[Boundary annotation lines]
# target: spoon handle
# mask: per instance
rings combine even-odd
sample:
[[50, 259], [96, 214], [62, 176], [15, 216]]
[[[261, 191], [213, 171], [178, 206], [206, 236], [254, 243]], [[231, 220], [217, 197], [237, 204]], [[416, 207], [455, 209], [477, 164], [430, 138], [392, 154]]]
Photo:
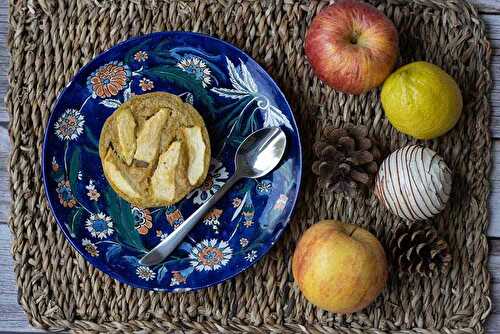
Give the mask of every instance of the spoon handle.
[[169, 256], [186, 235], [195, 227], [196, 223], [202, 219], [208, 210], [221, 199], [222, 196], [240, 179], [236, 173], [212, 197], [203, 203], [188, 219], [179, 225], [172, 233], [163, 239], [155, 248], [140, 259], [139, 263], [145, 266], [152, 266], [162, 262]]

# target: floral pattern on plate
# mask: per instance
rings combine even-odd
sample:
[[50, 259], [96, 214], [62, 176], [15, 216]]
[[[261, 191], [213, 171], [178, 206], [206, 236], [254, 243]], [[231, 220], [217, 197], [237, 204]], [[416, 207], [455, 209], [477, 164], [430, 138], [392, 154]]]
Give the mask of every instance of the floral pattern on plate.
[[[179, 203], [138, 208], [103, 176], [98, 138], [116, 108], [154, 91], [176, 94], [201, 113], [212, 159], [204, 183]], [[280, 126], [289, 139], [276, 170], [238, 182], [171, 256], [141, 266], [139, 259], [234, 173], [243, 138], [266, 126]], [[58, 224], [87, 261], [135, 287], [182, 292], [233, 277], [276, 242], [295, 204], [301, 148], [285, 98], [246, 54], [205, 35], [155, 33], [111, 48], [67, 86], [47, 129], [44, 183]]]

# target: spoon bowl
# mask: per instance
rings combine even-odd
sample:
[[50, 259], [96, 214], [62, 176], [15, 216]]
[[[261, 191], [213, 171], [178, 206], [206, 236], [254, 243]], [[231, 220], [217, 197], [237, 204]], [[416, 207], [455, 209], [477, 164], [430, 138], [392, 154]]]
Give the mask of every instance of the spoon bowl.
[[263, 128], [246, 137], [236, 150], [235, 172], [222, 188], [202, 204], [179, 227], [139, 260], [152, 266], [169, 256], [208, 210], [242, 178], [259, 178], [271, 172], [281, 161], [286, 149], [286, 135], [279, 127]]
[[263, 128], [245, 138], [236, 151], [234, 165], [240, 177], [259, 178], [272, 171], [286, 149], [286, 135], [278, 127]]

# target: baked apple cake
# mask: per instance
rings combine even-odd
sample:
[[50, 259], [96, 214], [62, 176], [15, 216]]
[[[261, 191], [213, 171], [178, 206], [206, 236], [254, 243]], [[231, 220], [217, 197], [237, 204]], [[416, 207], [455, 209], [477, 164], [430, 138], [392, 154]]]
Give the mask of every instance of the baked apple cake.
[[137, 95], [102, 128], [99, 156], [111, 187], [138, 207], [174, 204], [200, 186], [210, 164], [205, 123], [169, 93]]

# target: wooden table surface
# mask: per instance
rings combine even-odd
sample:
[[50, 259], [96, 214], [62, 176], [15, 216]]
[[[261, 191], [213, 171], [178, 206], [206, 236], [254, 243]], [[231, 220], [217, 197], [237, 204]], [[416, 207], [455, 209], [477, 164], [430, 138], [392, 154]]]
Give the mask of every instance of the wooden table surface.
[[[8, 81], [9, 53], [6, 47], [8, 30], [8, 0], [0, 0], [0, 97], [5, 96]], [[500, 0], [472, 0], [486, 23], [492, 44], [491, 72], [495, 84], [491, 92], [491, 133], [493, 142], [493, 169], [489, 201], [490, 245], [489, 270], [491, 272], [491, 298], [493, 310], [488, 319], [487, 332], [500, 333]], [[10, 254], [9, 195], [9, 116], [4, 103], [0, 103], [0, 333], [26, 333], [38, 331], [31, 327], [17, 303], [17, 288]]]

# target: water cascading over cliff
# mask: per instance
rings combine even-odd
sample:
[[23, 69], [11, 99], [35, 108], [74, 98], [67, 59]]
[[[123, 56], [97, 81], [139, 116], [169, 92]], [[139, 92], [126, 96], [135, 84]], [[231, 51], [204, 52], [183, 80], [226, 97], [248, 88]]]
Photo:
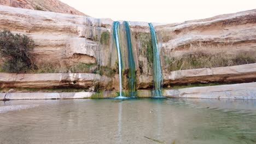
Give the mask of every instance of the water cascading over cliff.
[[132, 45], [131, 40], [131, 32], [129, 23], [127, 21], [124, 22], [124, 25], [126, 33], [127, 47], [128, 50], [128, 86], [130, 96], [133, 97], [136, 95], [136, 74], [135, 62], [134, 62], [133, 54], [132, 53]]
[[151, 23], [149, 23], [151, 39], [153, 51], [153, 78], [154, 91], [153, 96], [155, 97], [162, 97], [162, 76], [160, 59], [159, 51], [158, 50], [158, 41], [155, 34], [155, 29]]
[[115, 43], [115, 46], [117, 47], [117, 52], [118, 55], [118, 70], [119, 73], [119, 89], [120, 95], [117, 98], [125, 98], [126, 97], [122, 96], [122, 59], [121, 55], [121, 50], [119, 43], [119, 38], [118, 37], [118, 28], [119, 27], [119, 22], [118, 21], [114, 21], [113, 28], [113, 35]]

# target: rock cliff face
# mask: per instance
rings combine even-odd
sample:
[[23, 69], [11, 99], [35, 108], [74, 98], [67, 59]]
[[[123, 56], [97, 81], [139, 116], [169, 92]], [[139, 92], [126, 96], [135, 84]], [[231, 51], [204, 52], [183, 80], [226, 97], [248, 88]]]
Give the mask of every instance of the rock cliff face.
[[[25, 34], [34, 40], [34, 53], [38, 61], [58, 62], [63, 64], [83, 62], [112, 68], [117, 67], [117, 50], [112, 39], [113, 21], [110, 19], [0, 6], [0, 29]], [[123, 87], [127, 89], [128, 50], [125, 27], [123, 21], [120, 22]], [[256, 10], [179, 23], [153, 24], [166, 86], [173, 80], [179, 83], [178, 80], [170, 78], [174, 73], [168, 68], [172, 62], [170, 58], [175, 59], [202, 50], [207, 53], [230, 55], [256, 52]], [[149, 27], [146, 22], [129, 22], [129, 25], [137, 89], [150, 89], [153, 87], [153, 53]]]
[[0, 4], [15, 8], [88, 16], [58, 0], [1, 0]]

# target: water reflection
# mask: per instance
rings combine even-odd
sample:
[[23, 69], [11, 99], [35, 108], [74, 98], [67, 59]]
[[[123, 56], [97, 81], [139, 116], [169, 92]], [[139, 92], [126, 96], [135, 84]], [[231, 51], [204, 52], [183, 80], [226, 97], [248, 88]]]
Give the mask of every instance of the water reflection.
==
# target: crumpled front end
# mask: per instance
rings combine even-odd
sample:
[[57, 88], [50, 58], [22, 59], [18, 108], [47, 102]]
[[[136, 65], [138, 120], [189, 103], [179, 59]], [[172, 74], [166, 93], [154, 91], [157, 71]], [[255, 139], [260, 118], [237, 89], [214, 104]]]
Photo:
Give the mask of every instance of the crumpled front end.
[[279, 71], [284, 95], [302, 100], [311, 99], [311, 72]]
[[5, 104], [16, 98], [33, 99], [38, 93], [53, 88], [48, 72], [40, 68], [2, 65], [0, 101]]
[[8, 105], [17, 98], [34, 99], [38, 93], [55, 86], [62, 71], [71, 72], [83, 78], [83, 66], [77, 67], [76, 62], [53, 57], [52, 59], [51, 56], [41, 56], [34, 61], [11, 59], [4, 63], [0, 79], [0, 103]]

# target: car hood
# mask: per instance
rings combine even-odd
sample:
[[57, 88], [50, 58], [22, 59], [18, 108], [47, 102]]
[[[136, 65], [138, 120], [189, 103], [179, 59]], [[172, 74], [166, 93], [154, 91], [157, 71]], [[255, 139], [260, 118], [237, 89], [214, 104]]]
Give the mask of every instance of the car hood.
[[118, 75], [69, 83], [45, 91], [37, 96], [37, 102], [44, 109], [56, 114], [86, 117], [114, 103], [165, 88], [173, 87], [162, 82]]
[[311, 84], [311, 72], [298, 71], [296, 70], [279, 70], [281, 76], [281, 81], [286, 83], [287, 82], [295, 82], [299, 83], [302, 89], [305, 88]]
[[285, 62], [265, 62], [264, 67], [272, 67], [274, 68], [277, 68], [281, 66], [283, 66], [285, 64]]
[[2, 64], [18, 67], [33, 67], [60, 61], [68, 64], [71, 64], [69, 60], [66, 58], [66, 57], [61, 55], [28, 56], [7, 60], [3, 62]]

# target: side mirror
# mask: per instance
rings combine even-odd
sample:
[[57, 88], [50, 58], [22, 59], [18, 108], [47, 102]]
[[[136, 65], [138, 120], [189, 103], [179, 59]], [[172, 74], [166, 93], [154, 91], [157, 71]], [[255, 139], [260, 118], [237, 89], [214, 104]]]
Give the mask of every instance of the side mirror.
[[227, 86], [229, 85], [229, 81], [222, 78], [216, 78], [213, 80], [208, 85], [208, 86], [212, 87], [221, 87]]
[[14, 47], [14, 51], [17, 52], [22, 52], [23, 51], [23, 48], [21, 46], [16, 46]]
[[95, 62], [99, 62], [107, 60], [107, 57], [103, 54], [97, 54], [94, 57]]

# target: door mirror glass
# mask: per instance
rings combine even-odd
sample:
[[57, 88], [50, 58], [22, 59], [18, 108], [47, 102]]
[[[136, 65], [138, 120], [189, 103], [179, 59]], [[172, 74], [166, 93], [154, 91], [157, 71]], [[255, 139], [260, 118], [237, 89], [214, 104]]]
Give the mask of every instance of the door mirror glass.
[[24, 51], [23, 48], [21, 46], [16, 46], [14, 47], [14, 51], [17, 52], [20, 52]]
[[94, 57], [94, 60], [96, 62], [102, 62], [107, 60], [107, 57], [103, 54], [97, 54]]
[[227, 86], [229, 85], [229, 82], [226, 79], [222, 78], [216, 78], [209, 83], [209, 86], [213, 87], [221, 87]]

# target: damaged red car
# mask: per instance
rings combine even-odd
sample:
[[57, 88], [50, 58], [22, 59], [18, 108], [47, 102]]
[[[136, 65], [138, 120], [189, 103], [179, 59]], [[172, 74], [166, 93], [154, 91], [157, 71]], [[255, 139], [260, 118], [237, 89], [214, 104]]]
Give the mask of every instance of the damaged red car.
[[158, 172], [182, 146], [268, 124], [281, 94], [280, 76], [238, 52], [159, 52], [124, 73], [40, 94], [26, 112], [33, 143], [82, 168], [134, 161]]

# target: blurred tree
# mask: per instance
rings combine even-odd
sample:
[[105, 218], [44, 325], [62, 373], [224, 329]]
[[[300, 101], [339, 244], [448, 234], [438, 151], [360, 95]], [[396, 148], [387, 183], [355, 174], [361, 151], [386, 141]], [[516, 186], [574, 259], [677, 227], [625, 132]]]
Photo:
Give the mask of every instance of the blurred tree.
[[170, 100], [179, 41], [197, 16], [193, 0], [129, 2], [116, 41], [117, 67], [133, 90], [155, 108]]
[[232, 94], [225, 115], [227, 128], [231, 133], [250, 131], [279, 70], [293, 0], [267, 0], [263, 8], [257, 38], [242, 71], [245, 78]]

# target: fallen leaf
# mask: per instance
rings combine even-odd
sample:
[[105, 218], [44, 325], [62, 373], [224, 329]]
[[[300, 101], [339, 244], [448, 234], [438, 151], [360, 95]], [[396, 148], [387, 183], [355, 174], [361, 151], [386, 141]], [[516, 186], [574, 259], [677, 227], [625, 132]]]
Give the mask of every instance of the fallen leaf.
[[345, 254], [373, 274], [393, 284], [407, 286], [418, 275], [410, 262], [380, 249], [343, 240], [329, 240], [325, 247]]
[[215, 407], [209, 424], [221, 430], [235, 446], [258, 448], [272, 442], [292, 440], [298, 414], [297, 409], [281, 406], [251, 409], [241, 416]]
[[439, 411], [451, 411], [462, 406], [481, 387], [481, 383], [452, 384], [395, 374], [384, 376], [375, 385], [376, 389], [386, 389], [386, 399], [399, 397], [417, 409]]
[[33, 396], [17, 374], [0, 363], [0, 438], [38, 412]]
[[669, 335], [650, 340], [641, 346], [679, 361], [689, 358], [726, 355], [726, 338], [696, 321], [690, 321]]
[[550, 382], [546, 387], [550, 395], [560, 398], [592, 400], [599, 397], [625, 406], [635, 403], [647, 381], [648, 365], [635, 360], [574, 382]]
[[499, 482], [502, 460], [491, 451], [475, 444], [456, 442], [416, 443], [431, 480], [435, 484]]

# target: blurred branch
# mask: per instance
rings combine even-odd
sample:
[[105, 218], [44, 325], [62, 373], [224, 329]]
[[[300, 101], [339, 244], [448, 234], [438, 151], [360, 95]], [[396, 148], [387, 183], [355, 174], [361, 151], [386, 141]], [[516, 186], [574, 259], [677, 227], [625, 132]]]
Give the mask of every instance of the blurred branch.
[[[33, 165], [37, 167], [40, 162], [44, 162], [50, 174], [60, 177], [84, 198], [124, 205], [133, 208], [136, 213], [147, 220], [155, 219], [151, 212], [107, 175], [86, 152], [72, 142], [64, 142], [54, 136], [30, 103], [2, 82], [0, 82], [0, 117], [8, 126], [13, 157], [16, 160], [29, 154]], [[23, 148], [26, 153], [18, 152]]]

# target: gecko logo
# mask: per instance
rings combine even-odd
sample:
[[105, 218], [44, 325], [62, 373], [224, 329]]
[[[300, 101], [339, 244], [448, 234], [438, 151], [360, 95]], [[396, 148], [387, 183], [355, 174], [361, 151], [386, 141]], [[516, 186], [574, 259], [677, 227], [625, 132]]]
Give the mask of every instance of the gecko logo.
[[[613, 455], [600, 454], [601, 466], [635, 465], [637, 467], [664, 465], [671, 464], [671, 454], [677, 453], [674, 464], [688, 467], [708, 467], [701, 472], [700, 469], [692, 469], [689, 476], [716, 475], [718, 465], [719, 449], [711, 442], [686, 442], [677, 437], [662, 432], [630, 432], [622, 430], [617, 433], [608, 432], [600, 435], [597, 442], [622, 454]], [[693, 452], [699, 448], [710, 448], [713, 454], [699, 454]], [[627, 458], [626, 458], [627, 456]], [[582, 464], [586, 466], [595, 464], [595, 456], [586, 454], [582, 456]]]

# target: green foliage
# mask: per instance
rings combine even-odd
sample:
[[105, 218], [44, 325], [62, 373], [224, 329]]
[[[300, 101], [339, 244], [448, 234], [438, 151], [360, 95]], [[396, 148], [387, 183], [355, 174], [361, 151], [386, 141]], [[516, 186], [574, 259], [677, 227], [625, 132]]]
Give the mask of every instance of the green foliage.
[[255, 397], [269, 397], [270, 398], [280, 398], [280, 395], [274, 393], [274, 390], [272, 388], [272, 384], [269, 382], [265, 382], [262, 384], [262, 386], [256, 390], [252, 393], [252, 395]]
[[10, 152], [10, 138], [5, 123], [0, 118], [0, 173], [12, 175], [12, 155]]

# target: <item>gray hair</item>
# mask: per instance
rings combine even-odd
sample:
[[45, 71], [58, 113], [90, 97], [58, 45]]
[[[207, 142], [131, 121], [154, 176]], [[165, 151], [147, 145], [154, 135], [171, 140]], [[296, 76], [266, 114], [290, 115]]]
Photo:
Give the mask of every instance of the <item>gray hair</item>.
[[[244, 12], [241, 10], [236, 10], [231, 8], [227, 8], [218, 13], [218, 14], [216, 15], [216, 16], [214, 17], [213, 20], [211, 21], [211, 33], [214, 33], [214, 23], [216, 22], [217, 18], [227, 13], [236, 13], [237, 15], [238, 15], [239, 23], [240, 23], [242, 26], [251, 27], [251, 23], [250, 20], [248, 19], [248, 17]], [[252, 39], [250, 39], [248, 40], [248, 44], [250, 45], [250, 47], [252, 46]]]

Challenge: Output the lines from the one containing "# target: spoon handle" up to and including the one containing "266], [162, 262]]", copied verbatim without the pictures.

Solution:
# target: spoon handle
# mask: per instance
rings combine even-odd
sample:
[[50, 259], [96, 214], [62, 176], [15, 216]]
[[[261, 191], [213, 171], [178, 206], [206, 236], [254, 243]], [[231, 220], [217, 197], [237, 204]], [[416, 207], [455, 209], [477, 164], [430, 138], [392, 154]]]
Photo:
Give the mask of every instance of the spoon handle.
[[169, 256], [186, 235], [195, 227], [196, 223], [202, 219], [208, 210], [221, 199], [222, 196], [240, 179], [236, 173], [212, 197], [203, 203], [188, 219], [179, 225], [172, 233], [163, 239], [155, 248], [140, 259], [139, 263], [145, 266], [152, 266], [162, 262]]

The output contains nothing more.